PROBLEMS TO WORK ON:
1. Decide whether each statement below agrees with the eSpeak code excerpt, answering yes or no and quoting the words from the excerpt that settle it. (a) Returning 0 from the callback lets synthesis continue. (b) The active call to espeak_Initialize uses AUDIO_OUTPUT_PLAYBACK. (c) The voice name is set to "german" before espeak_SetVoiceByName is called.
2. Update the eSpeak code excerpt by writing out everything from "FILE* fp = static_cast<FILE" down to "is to abort)" again, with "synthesis" changed to "playback".

QUOTED PASSAGE:
FILE* fp = static_cast<FILE *>(user_data);

// Write all of the samples
fwrite(wav, sizeof(short), numsamples, fp);
return 0;  // continue synthesis (1 is to abort)

}

int main() { printf("Hello World!\n"); const char* szVersionInfo = espeak_Info(NULL);

printf("Espeak version: %s\n", szVersionInfo);

iSampleRate = espeak_Initialize(AUDIO_OUTPUT_SYNCHRONOUS, 4096, data_path, 0);
if (iSampleRate <= 0) 
{
    printf("Unable to initialize espeak");
    return EXIT_FAILURE;
}

//samplerate = espeak_Initialize(AUDIO_OUTPUT_PLAYBACK,0,data_path,0);

//ListVoices();

strcpy(voicename, "default");
// espeak --voices
//strcpy(voicename, "german");
//strcpy(voicename, GetLanguageVoiceName("DE"));

if(espeak_SetVoiceByName(voicename) != EE_OK)

(Dataset rows on where objects appear)

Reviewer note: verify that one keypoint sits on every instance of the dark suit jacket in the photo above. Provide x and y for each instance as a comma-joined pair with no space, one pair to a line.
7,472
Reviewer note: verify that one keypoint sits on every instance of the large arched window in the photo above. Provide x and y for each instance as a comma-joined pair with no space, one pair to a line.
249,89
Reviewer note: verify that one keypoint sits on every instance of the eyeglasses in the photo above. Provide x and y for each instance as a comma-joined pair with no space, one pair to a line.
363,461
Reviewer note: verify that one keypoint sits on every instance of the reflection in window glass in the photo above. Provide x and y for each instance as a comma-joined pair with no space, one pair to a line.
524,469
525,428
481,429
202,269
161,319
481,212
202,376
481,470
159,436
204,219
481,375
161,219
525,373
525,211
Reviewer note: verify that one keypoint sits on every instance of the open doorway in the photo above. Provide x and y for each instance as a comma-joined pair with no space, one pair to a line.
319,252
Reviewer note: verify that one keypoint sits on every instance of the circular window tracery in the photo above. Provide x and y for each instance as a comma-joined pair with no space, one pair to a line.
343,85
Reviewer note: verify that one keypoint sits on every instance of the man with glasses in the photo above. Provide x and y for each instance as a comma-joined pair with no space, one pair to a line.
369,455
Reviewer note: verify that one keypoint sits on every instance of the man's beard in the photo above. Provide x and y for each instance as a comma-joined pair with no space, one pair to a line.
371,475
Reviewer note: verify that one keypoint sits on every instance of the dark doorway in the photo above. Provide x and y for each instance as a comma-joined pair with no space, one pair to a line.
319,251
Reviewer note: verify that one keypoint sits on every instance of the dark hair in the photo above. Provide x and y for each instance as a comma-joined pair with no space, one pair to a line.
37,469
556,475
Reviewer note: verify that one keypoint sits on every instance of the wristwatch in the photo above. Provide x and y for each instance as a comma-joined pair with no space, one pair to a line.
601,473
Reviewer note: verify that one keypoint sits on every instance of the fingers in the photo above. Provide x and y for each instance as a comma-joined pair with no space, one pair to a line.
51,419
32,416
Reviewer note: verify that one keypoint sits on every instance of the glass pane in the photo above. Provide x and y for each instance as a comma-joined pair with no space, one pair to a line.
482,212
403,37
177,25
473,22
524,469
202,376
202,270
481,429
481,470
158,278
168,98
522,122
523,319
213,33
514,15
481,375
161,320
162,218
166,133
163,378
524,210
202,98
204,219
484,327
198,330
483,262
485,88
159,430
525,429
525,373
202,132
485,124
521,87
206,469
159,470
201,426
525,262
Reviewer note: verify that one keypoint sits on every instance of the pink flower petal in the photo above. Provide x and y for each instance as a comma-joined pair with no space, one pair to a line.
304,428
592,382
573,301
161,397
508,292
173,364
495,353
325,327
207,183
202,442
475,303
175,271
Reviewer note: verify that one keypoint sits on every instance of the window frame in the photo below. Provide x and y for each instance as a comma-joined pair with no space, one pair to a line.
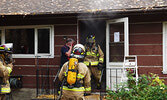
126,40
36,54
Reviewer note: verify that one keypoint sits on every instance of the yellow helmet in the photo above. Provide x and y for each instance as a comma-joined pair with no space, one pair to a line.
78,51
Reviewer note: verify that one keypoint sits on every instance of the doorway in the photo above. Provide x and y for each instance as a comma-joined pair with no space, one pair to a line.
117,46
97,28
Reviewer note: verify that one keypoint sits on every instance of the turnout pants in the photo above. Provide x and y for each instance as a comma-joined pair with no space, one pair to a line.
72,95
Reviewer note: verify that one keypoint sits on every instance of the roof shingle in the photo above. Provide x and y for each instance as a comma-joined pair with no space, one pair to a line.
12,7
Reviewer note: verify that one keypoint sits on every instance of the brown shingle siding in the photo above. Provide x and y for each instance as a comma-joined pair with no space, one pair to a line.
12,7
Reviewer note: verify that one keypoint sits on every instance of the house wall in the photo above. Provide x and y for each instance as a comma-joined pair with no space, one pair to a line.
146,41
63,26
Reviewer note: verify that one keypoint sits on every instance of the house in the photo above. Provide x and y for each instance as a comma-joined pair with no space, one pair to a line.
37,29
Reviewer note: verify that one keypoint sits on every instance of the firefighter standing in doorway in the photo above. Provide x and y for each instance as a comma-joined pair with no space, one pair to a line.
94,58
76,76
5,70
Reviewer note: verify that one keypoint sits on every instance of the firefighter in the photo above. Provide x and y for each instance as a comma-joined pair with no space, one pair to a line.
94,58
77,78
5,70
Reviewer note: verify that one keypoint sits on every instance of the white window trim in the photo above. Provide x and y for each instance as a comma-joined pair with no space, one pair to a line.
51,27
126,40
164,47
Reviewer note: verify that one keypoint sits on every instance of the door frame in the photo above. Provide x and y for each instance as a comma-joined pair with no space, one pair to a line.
126,39
115,65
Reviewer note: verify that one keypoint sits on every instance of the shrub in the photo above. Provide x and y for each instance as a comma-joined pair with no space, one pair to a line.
148,87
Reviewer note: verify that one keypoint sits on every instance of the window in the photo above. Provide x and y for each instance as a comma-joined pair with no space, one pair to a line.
29,42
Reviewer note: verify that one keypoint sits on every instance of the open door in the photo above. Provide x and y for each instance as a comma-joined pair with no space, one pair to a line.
117,46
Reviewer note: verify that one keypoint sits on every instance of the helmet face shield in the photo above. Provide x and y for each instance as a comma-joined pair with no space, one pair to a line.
78,51
90,40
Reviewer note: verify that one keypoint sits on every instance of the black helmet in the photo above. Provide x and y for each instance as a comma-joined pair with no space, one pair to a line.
90,40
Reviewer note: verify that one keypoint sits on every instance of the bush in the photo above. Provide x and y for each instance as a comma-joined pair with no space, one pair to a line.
148,88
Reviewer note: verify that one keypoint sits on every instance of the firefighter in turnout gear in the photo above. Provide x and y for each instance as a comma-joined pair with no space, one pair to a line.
76,76
5,70
94,58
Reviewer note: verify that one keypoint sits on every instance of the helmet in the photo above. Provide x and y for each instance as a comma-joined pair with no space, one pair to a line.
5,51
6,48
78,51
90,40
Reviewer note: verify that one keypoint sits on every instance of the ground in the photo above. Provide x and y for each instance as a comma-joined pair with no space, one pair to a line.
27,94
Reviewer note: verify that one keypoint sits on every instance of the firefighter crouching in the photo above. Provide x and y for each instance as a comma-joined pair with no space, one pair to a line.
94,58
76,75
5,70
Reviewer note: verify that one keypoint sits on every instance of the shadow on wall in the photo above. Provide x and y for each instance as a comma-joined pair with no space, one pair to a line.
97,28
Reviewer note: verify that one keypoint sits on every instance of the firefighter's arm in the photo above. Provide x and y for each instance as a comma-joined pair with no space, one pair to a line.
101,55
61,74
4,70
87,82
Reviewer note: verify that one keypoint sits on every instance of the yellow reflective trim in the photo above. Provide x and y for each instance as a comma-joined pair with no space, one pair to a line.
86,63
74,89
88,53
101,59
80,76
95,63
2,48
88,89
5,90
92,54
9,70
65,74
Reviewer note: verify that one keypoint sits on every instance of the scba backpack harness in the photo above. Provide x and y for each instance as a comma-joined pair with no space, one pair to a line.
72,73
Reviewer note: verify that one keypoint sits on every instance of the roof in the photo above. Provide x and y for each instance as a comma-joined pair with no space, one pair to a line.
25,7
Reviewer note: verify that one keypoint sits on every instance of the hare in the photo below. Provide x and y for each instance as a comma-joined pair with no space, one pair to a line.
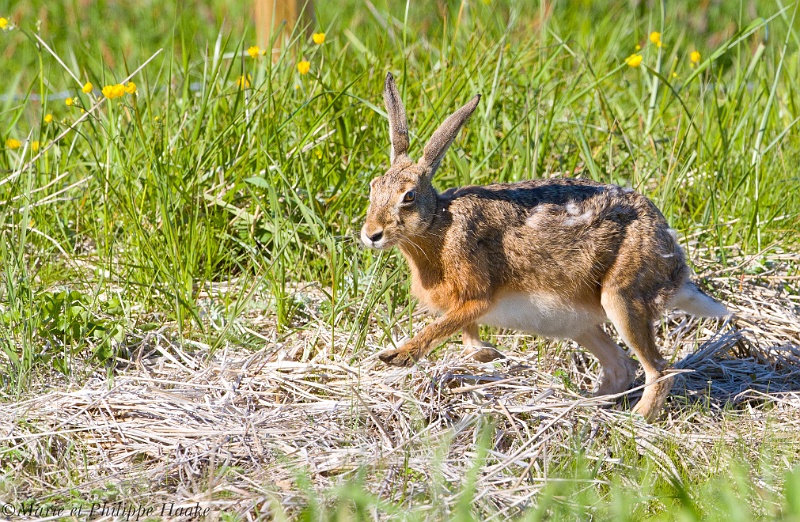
554,257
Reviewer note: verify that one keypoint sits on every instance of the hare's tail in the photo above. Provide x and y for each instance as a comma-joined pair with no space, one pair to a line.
691,299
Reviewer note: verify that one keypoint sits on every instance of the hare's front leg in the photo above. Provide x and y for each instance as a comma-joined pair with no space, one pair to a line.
457,318
479,350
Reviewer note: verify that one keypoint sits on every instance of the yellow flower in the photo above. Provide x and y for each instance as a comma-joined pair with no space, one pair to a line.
634,60
243,82
655,38
114,91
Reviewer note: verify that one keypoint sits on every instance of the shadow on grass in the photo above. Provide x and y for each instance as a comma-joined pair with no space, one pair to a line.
732,371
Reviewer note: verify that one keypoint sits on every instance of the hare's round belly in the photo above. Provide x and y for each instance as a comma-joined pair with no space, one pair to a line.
543,314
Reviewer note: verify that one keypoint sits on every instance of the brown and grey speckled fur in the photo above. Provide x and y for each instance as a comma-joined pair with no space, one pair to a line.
554,257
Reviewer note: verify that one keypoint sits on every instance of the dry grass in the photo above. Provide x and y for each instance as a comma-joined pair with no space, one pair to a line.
244,432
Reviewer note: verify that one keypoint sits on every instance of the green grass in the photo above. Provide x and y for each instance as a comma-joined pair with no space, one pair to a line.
134,217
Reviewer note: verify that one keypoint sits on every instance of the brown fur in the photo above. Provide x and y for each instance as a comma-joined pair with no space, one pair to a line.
553,256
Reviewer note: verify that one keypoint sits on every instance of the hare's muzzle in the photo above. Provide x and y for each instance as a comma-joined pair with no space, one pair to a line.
372,237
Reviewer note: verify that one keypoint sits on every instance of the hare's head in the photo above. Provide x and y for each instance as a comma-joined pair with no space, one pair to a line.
402,202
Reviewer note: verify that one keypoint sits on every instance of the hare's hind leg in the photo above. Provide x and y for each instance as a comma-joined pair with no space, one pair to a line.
635,325
618,370
479,350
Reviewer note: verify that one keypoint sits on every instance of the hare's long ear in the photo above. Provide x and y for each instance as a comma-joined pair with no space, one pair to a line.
398,127
445,134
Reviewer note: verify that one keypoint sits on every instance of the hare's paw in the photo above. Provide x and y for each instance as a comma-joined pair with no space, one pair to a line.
397,357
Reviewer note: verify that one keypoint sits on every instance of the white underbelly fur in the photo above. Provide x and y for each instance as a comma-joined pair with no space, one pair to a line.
543,314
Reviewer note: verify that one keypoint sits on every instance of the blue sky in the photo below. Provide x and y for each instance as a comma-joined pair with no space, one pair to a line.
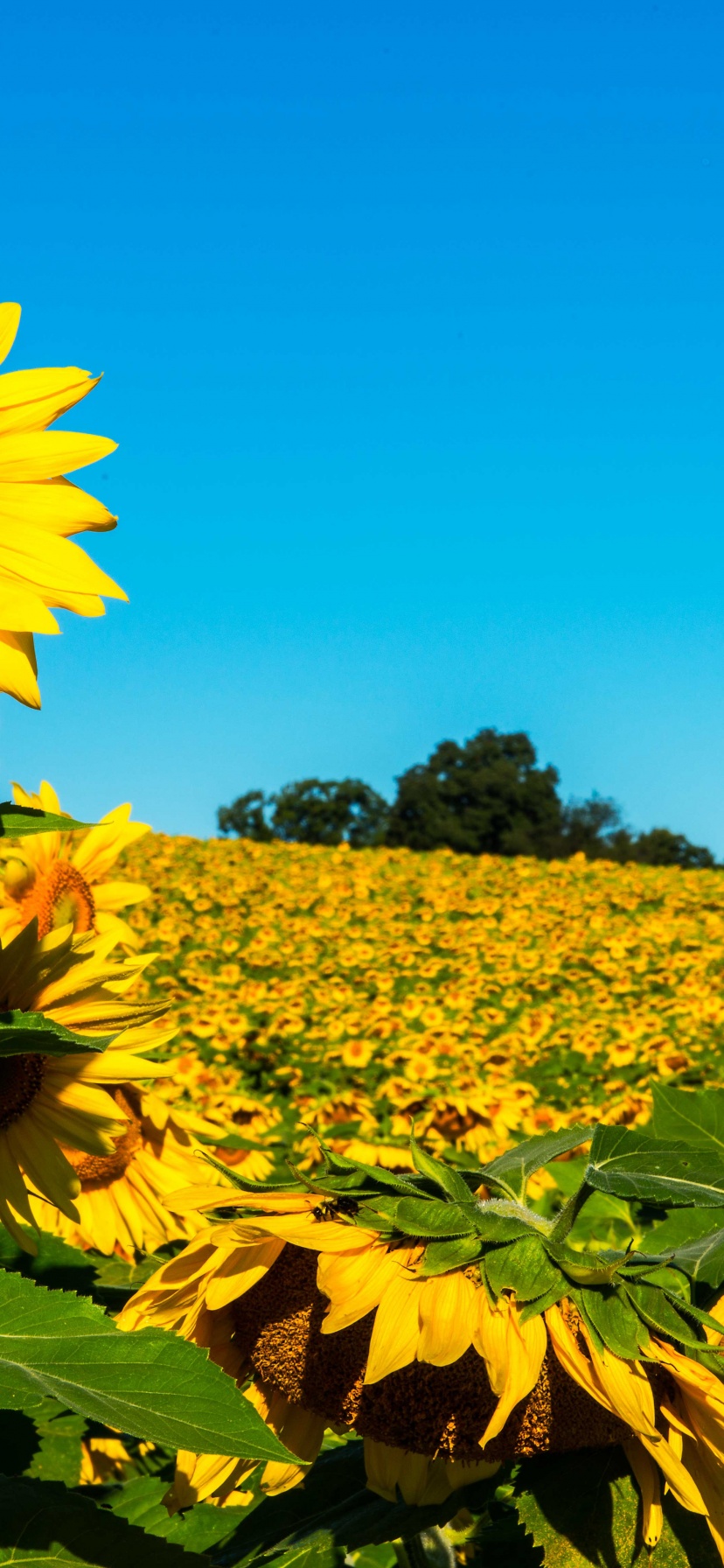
411,324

TASK RESULTS:
1.
(a) Yes: "return 0;  // continue synthesis (1 is to abort)"
(b) No: "iSampleRate = espeak_Initialize(AUDIO_OUTPUT_SYNCHRONOUS, 4096, data_path, 0);"
(c) No: "strcpy(voicename, "default");"

2.
FILE* fp = static_cast<FILE *>(user_data);

// Write all of the samples
fwrite(wav, sizeof(short), numsamples, fp);
return 0;  // continue playback (1 is to abort)